SHORT PROBLEM:
Return the lines below exactly, starting with the line that contains "of the coat" and stopping after the last line.

EXTRACTED DATA:
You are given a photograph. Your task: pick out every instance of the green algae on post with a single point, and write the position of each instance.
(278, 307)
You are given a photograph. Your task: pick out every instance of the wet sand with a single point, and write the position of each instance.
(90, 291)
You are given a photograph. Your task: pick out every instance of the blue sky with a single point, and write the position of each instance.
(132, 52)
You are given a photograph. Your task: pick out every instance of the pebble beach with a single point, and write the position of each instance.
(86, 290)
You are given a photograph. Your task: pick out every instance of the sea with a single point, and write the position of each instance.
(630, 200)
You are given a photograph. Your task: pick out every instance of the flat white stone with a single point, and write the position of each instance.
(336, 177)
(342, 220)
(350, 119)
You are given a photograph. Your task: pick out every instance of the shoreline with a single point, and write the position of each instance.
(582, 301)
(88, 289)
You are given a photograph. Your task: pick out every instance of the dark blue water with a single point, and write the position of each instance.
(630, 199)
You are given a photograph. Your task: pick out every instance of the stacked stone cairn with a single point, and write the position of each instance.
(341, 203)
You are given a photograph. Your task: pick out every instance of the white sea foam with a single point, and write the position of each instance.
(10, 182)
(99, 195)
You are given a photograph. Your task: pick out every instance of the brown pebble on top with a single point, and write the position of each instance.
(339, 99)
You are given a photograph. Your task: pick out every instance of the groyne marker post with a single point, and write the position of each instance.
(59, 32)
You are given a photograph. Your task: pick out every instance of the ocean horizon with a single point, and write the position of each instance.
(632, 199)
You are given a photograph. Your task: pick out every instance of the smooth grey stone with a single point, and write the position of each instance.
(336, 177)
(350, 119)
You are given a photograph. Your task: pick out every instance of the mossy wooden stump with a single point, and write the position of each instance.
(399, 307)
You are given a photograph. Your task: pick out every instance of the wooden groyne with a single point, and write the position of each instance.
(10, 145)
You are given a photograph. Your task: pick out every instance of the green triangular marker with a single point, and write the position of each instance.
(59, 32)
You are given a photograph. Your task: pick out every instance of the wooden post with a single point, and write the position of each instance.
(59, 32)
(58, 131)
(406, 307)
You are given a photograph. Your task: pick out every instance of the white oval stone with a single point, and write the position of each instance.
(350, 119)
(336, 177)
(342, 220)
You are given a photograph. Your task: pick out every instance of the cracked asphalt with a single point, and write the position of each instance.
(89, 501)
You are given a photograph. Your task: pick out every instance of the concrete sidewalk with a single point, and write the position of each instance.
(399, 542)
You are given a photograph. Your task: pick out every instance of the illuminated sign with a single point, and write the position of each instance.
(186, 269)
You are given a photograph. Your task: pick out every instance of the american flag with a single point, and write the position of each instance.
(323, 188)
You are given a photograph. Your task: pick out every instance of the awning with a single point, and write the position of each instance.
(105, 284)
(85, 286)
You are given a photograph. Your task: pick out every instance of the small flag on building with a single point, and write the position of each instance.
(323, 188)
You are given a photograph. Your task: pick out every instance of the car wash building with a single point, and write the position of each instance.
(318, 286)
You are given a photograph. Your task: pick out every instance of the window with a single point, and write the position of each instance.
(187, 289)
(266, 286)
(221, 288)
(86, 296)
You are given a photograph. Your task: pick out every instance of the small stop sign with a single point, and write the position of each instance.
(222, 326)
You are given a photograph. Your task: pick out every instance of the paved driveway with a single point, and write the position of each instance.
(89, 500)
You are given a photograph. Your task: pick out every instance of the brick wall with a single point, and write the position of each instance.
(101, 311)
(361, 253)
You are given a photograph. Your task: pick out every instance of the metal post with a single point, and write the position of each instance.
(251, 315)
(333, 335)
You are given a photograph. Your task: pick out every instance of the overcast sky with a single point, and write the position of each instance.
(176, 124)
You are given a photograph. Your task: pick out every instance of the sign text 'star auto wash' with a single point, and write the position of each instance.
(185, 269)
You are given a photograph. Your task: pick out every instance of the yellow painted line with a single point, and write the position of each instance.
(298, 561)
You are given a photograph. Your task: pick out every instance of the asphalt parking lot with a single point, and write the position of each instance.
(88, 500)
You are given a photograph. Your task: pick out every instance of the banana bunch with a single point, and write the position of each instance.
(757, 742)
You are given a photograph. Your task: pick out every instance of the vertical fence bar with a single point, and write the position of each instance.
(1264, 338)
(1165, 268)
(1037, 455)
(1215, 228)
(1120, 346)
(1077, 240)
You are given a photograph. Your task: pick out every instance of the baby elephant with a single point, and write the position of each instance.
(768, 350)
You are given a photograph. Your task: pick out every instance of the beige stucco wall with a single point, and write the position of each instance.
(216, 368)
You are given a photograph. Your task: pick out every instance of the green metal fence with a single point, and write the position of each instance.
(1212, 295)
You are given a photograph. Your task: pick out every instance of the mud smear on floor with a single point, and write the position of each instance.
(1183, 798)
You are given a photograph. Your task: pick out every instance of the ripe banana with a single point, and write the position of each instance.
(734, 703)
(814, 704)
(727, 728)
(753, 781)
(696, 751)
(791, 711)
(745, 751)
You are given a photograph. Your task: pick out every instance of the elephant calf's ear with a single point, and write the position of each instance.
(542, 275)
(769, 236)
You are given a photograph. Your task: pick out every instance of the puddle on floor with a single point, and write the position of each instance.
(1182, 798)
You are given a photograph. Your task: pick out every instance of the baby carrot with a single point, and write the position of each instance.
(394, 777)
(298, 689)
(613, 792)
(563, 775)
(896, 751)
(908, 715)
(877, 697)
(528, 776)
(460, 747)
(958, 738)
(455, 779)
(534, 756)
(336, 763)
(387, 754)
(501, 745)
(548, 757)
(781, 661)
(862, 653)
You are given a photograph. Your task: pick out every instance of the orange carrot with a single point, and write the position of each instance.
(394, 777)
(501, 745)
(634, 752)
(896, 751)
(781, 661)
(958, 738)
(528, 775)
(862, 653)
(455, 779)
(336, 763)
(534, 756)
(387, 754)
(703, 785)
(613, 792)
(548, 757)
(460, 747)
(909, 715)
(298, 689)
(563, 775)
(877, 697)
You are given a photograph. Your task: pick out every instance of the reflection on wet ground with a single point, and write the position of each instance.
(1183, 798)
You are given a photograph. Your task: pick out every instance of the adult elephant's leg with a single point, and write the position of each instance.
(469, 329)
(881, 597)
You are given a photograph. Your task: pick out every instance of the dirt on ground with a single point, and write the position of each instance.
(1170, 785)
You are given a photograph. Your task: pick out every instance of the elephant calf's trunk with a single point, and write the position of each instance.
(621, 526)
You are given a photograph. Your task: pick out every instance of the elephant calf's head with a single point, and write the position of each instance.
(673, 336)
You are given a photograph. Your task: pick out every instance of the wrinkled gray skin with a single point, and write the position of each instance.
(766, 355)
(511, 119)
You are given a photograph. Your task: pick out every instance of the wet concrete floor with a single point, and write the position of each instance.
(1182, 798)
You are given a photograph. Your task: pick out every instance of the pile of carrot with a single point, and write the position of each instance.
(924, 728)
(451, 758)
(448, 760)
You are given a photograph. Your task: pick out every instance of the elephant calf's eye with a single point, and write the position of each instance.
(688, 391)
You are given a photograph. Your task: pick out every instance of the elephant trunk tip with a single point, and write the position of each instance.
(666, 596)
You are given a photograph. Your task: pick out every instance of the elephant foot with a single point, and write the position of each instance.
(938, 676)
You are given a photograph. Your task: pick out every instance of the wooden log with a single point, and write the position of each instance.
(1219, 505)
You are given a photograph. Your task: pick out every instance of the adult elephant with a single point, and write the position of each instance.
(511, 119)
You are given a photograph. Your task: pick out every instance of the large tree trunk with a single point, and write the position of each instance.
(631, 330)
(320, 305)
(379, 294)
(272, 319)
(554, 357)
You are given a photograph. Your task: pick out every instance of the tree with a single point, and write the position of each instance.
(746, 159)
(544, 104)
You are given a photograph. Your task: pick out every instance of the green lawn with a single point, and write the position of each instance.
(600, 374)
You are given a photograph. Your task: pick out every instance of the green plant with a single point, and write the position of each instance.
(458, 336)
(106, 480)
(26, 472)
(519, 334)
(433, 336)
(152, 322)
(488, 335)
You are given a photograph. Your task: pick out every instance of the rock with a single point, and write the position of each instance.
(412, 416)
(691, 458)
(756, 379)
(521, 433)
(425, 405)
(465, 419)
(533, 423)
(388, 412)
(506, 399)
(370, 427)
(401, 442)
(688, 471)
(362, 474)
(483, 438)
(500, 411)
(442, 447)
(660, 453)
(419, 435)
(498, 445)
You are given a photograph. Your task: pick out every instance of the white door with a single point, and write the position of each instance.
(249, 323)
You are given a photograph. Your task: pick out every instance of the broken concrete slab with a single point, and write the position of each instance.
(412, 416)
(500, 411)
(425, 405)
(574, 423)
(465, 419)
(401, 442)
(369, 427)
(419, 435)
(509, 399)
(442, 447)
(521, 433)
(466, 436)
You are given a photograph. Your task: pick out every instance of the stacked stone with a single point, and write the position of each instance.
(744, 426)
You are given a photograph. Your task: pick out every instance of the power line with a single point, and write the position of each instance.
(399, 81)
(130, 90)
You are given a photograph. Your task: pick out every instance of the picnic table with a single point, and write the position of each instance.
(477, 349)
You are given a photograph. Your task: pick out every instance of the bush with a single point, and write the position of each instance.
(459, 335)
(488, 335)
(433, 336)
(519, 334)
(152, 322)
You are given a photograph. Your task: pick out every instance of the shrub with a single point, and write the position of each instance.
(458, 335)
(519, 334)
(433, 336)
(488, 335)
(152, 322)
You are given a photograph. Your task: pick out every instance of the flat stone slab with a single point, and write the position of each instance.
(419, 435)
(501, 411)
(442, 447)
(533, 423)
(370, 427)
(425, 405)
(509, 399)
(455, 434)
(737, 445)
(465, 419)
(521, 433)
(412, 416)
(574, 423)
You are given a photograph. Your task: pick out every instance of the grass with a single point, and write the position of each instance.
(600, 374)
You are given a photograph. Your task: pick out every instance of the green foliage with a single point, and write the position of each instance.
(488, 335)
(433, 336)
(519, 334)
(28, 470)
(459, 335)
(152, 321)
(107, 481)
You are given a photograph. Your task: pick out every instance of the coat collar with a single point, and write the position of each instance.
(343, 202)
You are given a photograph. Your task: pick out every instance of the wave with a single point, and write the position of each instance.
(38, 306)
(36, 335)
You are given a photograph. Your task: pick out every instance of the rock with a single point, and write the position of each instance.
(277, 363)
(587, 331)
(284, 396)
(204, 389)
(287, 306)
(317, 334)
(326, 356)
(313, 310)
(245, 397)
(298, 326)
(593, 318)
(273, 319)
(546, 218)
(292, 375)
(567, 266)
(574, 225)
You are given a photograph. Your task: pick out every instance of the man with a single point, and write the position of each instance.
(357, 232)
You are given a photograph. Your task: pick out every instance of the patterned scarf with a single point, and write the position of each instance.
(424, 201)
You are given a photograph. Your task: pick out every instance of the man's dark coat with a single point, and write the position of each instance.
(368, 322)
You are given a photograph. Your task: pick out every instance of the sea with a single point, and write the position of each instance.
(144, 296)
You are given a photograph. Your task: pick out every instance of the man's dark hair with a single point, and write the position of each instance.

FULL ANSWER:
You are given a photograph. Your task: pick out every instance of the coat collar with a single point, and write the position of each instance.
(343, 202)
You are given a photograph. Your task: pick out every instance of the wave with a single point, and write the position of each instance.
(38, 306)
(36, 335)
You are given a photograph. Your task: pick out every instance of the rock with a single point, and write the position of each instance.
(277, 363)
(587, 331)
(284, 396)
(204, 389)
(287, 306)
(317, 334)
(326, 356)
(313, 310)
(245, 397)
(298, 326)
(593, 318)
(273, 319)
(546, 218)
(292, 375)
(567, 266)
(574, 225)
You are given a photograph. Your task: pick out every instance of the man with a single point, and write the position of each instance.
(357, 232)
You are given a photograph. Your task: pick out every instance of the patterned scarf with a single point, and write the position of each instance.
(424, 201)
You are given a photograph. Your task: pick out every instance of the man's dark coat with a single point, and write the position of each instance.
(368, 322)
You are given a photograph. Your task: pick out every instance of the sea with a single point, and write the position of each instance.
(144, 296)
You are given a photograph. Your task: pick out every instance of the man's dark hair with a single point, and write the position of each instance.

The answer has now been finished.